## Passage
Africa’s investment outlook is bright
New sources of investment spell an upbound moment for Africa.
The case for the optimists: Deals data analysed by Asoko Insight show investors are bullish about Africa, with 861 deals undertaken between 2015 and 2018 and the number of deals growing annually.
- 44% of these transactions have a disclosed value, for a total topping $44bn, a significant injection of cash into Africa’s economies that is expected to continue trending upwards.
- Though global economic headwinds may slow inbound investment from developed economies, inter-African investment has started to pick up the slack as efforts to strengthen regional integration accelerate.
- Private equity (PE) is playing an increasing role in financing Africa’s private-sector growth, with equity stakes rising from just over half of the deals in 2015 to two-thirds in 2018. The local economy is expected to benefit both from the added capital and the improved governance and management expertise that accompanies PE involvement.
Where’s the money going?
South Africa and Mauritius have historically been the entry points for capital into Africa, and indeed South Africa was the destination for nearly a quarter of the deals over the four-year period. Looking on a year-on-year basis, however, the dominance of Africa’s most-developed economy has been falling as other sub-Saharan markets evolve.
- Increasing confidence to operate capital directly from growth markets has seen a number of markets in East Africa especially experiencing rising levels of inbound deals.
- Sectors attracting the most investment are those that are driving growth across the continent, with financial services consistently topping the market, followed by power and utilities, where private investment should help to reduce the shortfall in grid connectivity.
- But industrial manufacturing has seen its share of deals fall over the period, from just over 5% of the total to roughly 2%, suggesting persistent challenges remain to the value-addition agenda of many of the continent’s governments.
Size matters: Though the total number of deals has been increasing over the past four years the average size of disclosed deals fell by 66% over the period to $58m in 2018. This may reflect an increasing level of pragmatism with an emphasis on mid-sized tickets. In line with this trend, two East African-based funds, Catalyst Principal Partners and Ascent Capital Africa, are setting aside funds to direct towards mid-sized companies.
- Given the prominence of SMEs in the African business landscape, this should have significant ripple effects across the wider economy.
What to watch: Though much is made of external investment into the continent, inter-Africa investment represents nearly half of the deal environment.
- South Africa is the single largest source of deal financing at 23.6% of outbound investment to the continent, topping the US and the UK combined, which together account for roughly 20% of deals.
- From North Africa, Morocco has increasingly been looking to its southern neighbours as growth markets. Financial services firms are among those to be most active in terms of continental expansion, alongside the state’s telecoms provider and phosphate company OCP, which is present in a dozen African nations and has recently announced significant expansion plans.
Bottom-line: As regional economies develop and private-sector players look to scale beyond their borders, this trend represents a widening opportunity for growth.

## Information supplied

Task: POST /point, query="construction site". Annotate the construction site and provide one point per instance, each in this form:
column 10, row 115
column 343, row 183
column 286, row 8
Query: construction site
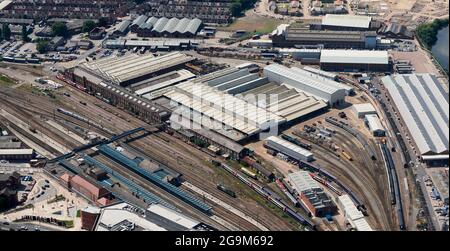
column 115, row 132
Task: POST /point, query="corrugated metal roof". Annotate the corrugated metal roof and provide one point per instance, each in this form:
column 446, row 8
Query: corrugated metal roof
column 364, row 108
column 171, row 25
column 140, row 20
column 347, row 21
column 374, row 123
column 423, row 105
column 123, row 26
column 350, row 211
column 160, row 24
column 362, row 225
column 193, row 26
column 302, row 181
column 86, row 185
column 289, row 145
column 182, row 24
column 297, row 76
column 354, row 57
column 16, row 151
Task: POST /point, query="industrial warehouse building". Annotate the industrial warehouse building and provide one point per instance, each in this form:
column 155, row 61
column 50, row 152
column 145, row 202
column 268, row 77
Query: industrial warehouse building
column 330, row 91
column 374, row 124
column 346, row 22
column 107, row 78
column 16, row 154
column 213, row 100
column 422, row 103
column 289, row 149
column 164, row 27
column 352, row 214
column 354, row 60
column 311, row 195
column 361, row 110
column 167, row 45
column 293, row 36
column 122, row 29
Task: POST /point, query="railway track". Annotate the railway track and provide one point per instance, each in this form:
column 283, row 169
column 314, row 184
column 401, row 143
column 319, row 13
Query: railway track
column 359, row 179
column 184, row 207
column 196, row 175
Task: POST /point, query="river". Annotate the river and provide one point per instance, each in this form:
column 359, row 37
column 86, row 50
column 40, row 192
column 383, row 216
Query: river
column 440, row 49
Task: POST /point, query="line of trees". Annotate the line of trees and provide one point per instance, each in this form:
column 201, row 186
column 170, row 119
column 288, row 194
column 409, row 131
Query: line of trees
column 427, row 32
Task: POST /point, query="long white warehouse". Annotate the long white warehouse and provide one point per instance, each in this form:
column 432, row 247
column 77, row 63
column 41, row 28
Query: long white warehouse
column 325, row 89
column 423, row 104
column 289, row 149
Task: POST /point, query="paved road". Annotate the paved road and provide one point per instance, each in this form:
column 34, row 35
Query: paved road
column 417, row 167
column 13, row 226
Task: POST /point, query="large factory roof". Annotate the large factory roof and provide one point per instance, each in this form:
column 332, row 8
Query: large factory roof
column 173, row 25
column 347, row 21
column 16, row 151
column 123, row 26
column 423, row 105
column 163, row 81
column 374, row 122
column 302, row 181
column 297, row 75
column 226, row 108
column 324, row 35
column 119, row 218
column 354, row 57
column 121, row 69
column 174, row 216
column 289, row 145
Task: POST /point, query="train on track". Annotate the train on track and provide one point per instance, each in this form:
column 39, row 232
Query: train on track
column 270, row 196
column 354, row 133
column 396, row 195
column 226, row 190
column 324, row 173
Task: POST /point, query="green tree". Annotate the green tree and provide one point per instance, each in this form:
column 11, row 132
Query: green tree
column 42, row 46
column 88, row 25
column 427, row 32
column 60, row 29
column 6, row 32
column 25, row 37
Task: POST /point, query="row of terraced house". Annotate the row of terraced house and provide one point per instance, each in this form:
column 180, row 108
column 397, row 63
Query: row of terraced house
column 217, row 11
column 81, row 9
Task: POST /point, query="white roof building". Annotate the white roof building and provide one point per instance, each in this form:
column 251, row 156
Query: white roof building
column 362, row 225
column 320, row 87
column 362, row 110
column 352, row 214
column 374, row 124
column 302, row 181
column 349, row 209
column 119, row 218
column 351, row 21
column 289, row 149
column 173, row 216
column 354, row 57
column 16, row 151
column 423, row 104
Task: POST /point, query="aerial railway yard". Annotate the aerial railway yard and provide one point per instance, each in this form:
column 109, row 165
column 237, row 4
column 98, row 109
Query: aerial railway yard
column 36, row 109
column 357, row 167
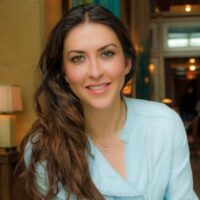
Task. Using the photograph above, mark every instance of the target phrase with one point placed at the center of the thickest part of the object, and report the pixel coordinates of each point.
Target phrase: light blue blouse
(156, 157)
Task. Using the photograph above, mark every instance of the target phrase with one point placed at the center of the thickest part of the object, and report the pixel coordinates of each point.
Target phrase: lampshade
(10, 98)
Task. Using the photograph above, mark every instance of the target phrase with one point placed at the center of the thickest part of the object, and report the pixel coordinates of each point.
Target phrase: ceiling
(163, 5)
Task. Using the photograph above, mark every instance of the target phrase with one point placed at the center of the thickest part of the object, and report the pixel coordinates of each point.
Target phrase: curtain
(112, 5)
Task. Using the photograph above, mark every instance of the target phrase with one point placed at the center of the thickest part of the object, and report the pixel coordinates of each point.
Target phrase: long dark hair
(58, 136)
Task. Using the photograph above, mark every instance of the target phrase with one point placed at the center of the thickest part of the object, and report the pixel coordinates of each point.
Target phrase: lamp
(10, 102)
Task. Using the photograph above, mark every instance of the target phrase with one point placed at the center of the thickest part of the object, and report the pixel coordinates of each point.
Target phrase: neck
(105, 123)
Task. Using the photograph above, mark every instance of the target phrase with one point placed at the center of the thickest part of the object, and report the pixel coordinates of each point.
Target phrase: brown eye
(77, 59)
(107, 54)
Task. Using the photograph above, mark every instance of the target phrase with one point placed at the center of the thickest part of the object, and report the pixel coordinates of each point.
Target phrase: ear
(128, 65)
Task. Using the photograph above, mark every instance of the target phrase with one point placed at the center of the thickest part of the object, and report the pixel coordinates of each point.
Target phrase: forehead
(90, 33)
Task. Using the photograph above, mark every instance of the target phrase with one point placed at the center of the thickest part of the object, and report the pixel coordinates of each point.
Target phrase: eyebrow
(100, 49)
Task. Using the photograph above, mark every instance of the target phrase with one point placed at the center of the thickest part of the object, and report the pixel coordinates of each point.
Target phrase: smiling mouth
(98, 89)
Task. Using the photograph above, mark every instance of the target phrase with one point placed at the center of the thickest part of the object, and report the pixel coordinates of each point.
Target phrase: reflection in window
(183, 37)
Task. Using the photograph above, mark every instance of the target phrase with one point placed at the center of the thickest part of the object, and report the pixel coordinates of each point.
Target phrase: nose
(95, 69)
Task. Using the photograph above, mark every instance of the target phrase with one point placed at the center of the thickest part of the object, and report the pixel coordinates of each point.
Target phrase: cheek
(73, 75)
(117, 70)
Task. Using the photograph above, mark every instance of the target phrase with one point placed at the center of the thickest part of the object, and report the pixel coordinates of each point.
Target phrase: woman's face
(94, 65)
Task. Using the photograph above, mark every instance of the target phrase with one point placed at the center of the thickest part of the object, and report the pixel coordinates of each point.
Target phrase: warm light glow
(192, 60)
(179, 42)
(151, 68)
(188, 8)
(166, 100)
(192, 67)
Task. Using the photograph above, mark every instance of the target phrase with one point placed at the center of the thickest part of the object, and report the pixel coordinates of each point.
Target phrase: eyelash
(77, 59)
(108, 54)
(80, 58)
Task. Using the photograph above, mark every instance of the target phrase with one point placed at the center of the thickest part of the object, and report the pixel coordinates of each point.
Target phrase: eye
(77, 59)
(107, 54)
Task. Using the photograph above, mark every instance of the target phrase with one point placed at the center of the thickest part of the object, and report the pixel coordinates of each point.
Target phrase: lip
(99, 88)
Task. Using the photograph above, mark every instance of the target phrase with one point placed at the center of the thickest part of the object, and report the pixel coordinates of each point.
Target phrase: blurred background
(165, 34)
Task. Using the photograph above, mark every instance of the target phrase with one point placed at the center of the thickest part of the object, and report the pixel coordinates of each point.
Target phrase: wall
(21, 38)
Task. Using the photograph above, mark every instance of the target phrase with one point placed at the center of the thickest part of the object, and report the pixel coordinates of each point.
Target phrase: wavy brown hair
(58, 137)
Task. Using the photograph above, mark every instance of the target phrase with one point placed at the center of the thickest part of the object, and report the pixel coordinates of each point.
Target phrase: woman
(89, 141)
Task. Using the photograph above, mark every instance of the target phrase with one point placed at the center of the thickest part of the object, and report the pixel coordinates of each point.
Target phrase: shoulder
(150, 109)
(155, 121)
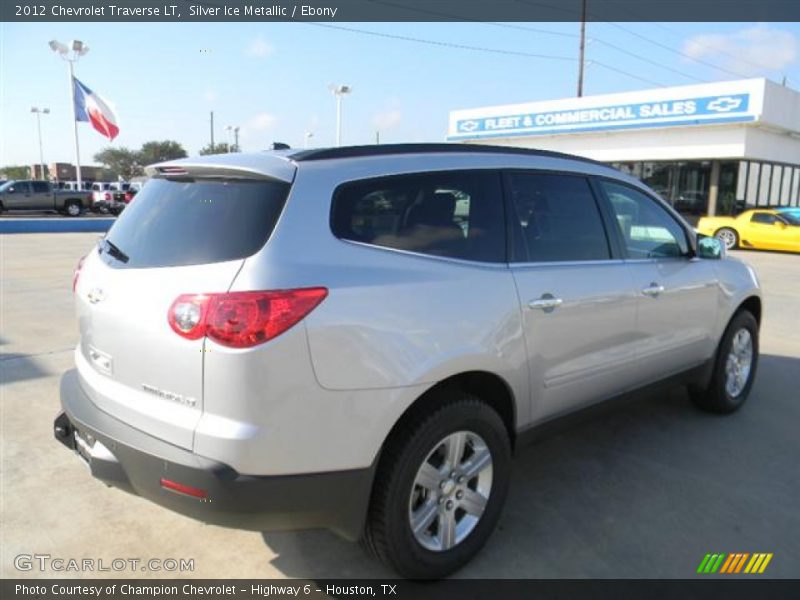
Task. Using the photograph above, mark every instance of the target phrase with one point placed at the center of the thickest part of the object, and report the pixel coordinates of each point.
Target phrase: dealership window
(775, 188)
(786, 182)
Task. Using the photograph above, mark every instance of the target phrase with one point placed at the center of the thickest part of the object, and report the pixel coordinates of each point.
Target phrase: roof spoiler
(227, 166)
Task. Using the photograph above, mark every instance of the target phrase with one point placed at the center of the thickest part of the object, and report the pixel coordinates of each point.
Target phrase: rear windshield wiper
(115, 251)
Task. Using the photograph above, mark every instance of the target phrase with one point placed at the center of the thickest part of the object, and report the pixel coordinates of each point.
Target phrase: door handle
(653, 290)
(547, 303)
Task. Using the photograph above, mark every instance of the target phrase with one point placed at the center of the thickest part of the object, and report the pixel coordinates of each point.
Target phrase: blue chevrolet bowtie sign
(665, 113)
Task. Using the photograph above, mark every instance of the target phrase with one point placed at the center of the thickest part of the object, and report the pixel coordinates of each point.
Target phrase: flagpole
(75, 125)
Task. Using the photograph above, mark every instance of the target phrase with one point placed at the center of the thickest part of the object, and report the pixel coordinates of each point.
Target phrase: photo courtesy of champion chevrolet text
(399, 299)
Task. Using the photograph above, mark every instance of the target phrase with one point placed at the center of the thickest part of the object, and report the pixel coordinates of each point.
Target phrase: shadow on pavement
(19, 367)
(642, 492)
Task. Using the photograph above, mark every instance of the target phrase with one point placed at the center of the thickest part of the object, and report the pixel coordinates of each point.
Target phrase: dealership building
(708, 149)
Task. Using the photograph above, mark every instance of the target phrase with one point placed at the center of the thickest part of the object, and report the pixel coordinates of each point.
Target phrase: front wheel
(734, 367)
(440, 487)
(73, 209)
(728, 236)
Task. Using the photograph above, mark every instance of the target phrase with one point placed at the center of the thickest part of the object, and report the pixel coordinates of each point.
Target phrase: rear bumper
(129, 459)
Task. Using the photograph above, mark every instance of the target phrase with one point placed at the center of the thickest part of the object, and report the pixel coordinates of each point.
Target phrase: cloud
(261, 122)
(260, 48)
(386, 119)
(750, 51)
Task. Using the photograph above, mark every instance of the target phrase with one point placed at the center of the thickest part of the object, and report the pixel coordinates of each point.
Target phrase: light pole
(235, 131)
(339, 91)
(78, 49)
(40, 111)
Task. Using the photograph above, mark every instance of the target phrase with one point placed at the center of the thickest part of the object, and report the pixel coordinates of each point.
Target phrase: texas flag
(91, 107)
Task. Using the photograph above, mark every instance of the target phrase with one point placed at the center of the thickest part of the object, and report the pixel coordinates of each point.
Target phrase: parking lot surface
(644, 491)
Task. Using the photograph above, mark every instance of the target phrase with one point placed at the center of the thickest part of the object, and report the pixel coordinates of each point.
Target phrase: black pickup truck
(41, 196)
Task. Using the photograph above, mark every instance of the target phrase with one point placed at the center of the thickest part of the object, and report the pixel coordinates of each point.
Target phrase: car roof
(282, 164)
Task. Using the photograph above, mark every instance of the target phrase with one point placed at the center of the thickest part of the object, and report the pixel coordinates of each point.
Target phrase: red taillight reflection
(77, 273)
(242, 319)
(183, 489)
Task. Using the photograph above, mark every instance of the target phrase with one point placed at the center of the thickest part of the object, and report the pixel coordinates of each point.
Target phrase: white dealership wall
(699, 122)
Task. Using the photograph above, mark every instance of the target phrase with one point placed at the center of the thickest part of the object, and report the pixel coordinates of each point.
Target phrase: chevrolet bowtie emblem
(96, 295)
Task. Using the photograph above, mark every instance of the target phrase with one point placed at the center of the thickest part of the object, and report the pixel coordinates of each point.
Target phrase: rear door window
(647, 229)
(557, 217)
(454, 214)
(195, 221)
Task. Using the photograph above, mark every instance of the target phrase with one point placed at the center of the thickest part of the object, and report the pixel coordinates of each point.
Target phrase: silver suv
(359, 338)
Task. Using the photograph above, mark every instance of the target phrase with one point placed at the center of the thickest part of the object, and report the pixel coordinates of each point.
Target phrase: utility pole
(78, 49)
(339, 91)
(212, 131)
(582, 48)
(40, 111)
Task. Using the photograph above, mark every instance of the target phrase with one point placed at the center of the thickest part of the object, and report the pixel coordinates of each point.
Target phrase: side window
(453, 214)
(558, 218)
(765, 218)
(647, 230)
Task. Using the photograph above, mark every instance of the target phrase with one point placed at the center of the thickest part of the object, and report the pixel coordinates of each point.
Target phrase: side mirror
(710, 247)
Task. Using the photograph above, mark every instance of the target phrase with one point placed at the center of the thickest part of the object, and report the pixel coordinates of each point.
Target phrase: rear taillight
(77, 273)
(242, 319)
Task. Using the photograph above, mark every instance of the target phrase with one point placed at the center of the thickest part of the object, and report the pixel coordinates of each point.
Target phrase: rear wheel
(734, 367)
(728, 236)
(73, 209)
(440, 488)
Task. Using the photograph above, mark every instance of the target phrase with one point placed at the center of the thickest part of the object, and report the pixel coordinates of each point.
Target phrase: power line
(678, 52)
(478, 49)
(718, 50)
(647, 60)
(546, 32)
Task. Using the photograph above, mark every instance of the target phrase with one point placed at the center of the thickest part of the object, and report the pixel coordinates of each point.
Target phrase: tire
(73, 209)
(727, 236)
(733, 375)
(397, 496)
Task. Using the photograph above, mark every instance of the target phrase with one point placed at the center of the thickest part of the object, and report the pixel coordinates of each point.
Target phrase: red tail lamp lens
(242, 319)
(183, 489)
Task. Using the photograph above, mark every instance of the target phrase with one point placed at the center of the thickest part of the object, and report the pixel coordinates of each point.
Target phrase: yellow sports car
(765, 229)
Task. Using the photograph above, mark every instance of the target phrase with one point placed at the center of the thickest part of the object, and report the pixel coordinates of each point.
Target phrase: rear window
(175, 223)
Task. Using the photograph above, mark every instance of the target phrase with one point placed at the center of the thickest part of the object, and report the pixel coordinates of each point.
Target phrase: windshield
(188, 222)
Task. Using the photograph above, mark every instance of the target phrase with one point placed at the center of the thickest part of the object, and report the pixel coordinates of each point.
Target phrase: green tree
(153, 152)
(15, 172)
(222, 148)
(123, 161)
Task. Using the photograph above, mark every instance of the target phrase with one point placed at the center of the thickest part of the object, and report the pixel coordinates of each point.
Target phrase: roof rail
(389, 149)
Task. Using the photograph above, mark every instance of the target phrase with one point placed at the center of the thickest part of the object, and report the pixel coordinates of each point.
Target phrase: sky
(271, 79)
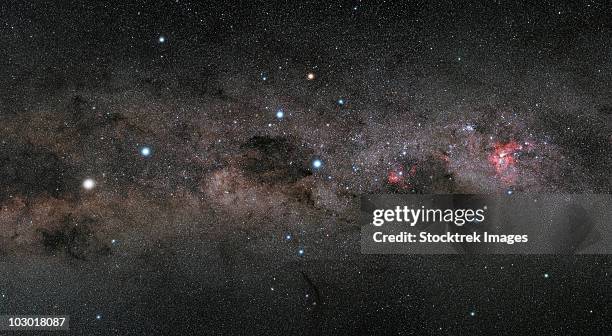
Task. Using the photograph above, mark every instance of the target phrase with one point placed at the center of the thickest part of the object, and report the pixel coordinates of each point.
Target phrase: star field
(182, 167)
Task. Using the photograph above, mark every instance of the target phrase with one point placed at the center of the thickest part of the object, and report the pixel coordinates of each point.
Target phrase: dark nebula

## What is expected
Rewrite the stretch of the passage on Africa's investment outlook from "South Africa and" through "of inbound deals.", substituting "four-year span" for "four-year period".

## Solution for this exercise
South Africa and Mauritius have historically been the entry points for capital into Africa, and indeed South Africa was the destination for nearly a quarter of the deals over the four-year span. Looking on a year-on-year basis, however, the dominance of Africa’s most-developed economy has been falling as other sub-Saharan markets evolve.
- Increasing confidence to operate capital directly from growth markets has seen a number of markets in East Africa especially experiencing rising levels of inbound deals.